- _SOURCE EXTRACT_:
Member-only story
Beyond Stoicism? An ongoing spiritual-cognitive journey

I grew up in Rome, Italy. Not far from the Vatican. Naturally, I was a Catholic by default. As the Monty Python song goes:
I’m a Roman Catholic
And have been since before I was born
And the one thing they say about Catholics is:
They’ll take you as soon as you’re warm
That lasted about 15 years, until I discovered philosophy. Since I was attending a type of school called a Scientific Lyceum, preparatory for college in the sciences, I had to take three years of philosophy. My teacher, Enrica Chiaromonte, made the subject matter truly come alive and I was hooked. As part of my own philosophical explorations I read Bertrand Russell’s autobiography, which led me to his famous Why I am Not a Christian. That was it. Already simmering doubts about the logical absurdity of concepts like the Trinity and Transubstantiation suddenly boiled over. I was out of the Church.
Yet, people — especially teenagers (and middle aged men, as we shall see below) — need some kind of guidance or framework to live their lives. Some way of thinking that helps them prioritize things and make decisions. I very quickly zoomed on the philosophy of secular humanism as my guide, in large part because one of the people I admired the most as a kid, the astronomer Carl Sagan, was a secular humanist.

[Text-to-region grounding items]
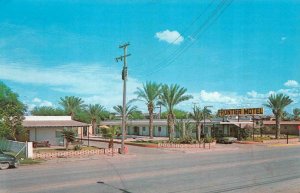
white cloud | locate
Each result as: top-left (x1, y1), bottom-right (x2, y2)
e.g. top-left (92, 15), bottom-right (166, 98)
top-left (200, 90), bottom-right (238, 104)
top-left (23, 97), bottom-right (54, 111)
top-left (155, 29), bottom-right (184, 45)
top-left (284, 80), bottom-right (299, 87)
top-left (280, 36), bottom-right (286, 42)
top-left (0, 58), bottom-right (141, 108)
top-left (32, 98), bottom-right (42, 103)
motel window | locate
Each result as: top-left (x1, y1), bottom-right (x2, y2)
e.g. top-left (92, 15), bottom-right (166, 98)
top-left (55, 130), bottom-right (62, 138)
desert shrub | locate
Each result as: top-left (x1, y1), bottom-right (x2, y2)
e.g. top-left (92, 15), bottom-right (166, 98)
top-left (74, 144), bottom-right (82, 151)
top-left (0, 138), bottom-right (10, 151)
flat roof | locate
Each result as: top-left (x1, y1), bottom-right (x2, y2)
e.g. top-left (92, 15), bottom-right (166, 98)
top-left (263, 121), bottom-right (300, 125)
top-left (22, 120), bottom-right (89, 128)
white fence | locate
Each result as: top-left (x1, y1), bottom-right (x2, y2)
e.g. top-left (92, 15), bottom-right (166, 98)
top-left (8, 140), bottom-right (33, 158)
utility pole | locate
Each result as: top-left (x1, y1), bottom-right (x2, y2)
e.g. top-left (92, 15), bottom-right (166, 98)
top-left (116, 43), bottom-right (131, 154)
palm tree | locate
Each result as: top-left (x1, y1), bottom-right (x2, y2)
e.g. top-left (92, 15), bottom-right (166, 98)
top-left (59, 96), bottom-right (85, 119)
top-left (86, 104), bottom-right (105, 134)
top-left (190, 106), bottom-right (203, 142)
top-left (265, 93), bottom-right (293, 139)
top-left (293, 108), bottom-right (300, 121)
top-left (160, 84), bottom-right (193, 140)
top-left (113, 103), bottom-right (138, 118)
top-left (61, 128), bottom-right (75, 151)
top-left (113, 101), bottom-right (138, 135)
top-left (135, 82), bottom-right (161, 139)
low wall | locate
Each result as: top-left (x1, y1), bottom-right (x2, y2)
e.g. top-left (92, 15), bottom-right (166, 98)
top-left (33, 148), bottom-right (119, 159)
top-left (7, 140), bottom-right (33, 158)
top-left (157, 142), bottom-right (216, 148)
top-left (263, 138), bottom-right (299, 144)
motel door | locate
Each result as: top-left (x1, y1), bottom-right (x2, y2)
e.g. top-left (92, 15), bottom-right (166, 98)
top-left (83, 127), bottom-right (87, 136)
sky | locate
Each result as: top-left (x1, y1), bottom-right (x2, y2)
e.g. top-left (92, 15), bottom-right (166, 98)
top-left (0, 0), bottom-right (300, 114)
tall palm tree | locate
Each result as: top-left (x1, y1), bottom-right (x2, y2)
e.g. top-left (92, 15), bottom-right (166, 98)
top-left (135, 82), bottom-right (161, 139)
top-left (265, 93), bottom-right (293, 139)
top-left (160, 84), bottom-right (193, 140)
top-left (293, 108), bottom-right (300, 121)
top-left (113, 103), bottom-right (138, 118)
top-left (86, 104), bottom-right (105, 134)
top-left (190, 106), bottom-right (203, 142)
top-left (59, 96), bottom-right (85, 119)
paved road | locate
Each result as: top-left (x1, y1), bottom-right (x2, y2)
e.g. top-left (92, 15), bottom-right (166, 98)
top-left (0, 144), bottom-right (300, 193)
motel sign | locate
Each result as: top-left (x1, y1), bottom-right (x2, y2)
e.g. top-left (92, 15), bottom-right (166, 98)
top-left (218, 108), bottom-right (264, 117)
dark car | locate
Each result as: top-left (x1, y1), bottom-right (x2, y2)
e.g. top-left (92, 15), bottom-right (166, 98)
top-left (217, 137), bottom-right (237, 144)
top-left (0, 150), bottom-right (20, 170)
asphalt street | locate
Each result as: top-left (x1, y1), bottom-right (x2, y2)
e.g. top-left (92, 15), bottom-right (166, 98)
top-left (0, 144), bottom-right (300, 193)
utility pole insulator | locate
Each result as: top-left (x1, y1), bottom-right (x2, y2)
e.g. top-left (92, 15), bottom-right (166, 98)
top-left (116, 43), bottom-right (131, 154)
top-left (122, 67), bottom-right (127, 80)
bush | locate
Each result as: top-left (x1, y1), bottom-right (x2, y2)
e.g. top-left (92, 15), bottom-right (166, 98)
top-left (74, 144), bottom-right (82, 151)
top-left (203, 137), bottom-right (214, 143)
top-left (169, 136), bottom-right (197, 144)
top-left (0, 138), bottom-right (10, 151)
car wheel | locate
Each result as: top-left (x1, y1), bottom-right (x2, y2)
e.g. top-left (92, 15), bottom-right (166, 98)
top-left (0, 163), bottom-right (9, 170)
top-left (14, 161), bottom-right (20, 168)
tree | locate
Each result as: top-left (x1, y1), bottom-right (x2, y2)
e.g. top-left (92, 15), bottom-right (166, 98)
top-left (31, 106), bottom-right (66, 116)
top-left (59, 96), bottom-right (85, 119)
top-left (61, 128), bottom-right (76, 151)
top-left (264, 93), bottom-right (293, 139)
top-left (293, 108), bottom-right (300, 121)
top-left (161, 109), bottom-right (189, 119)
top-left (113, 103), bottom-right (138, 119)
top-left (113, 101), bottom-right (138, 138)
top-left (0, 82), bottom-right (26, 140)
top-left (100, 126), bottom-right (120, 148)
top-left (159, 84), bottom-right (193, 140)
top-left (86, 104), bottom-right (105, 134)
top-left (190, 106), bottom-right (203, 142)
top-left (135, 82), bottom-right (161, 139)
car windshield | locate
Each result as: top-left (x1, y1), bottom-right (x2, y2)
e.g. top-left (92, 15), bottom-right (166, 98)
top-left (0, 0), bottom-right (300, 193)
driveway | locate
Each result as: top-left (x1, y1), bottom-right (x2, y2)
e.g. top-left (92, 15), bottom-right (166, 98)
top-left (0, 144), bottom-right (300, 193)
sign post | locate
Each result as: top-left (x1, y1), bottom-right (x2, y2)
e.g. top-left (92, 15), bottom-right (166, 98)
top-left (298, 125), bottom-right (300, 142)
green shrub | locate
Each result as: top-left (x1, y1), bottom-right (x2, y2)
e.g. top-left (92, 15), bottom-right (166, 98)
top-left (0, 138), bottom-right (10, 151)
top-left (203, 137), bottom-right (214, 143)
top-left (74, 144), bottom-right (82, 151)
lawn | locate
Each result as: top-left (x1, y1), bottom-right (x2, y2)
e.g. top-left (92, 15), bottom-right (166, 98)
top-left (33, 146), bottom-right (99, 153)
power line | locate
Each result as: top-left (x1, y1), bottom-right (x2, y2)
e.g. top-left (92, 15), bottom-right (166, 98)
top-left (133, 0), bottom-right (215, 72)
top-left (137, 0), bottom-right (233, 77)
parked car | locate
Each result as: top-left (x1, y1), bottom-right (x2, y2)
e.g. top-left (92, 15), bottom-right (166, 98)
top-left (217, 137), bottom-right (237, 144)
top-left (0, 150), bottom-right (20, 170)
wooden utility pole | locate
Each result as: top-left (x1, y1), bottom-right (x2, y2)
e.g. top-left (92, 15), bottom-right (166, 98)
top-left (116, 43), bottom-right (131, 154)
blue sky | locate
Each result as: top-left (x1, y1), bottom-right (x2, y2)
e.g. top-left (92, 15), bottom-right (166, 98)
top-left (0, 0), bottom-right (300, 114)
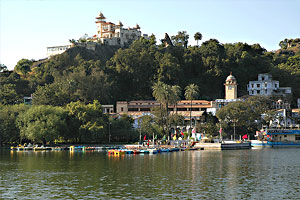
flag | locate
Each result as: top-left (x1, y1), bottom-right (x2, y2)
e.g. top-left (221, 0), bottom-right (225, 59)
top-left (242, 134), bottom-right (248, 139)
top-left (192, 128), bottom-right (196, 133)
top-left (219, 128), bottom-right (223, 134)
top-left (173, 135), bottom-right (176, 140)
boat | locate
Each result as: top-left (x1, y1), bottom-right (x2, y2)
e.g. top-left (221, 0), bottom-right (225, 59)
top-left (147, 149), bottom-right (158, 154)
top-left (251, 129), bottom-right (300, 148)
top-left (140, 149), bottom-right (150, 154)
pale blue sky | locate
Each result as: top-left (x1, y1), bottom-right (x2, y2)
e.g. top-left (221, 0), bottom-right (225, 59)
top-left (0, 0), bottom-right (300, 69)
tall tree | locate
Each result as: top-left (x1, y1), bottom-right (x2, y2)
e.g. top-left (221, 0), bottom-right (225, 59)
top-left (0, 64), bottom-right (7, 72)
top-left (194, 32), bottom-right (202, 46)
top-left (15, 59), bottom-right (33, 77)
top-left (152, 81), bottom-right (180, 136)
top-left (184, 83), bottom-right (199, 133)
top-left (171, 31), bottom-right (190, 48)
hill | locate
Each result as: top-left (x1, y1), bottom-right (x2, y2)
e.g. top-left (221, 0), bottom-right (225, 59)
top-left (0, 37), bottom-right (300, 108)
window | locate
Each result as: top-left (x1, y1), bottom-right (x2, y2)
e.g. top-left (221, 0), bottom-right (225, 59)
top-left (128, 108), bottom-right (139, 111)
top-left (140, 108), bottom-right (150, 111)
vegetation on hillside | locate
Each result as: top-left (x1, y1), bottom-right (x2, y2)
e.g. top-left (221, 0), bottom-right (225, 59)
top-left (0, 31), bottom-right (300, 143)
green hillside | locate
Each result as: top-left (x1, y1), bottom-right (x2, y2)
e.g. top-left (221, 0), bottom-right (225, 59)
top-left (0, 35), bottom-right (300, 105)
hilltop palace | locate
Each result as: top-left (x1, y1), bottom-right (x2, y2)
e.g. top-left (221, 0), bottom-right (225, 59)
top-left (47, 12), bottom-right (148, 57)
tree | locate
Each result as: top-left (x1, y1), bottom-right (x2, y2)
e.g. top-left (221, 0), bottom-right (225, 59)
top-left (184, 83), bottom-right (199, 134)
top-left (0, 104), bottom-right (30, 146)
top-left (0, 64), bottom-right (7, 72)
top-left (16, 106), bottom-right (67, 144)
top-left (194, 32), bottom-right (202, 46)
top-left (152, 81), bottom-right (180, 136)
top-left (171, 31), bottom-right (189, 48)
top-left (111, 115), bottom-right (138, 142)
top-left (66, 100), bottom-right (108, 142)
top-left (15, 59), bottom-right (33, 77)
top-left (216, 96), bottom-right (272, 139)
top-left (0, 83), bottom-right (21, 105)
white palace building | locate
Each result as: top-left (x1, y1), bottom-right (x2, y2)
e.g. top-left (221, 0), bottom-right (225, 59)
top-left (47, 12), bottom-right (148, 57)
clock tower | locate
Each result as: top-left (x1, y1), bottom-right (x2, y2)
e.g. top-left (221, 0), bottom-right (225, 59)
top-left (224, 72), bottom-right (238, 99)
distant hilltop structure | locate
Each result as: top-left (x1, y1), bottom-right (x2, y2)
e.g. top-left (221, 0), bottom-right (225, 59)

- _REQUIRED WORK_: Can you copy the full essay on moving beyond Stoicism, word for word? These items were drawn from a different source than the essay.

- _THE COMPLETED TASK_:
Member-only story
Beyond Stoicism? An ongoing spiritual-cognitive journey

I grew up in Rome, Italy. Not far from the Vatican. Naturally, I was a Catholic by default. As the Monty Python song goes:
I’m a Roman Catholic
And have been since before I was born
And the one thing they say about Catholics is:
They’ll take you as soon as you’re warm
That lasted about 15 years, until I discovered philosophy. Since I was attending a type of school called a Scientific Lyceum, preparatory for college in the sciences, I had to take three years of philosophy. My teacher, Enrica Chiaromonte, made the subject matter truly come alive and I was hooked. As part of my own philosophical explorations I read Bertrand Russell’s autobiography, which led me to his famous Why I am Not a Christian. That was it. Already simmering doubts about the logical absurdity of concepts like the Trinity and Transubstantiation suddenly boiled over. I was out of the Church.
Yet, people — especially teenagers (and middle aged men, as we shall see below) — need some kind of guidance or framework to live their lives. Some way of thinking that helps them prioritize things and make decisions. I very quickly zoomed on the philosophy of secular humanism as my guide, in large part because one of the people I admired the most as a kid, the astronomer Carl Sagan, was a secular humanist.